**What you are asked to do**
Pull out the lines of the records below, copying them word for word, starting at the line that contains "Please locate the woman's" and ending after the line that contains "column 305, row 131".

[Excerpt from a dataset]
★ ★ ★ ★
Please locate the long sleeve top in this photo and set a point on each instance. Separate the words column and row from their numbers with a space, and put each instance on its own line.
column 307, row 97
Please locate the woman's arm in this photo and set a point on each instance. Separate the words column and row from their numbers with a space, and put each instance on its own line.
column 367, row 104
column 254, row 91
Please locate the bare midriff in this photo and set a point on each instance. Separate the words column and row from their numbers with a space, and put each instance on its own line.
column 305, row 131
★ ★ ★ ★
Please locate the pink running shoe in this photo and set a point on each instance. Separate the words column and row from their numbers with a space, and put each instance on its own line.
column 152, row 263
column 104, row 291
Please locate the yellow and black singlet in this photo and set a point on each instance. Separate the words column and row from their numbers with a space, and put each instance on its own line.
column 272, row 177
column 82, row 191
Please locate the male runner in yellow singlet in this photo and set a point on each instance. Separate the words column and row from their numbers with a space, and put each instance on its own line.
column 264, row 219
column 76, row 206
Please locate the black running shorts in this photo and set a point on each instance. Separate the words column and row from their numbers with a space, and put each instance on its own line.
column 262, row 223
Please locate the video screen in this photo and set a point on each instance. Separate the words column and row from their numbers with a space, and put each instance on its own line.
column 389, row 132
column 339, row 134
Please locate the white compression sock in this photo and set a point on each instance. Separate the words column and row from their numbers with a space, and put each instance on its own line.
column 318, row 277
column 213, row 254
★ ★ ★ ★
**Final result**
Please locate the woman's arm in this photo and set a point on each instance. Separate the words column and row from their numbers with a space, and put each instance on its own line.
column 367, row 104
column 254, row 91
Please locate the bare midriff in this photo and set a point on each instance. Separate the words column and row from their numbers with a space, and put each instance on its own line.
column 305, row 131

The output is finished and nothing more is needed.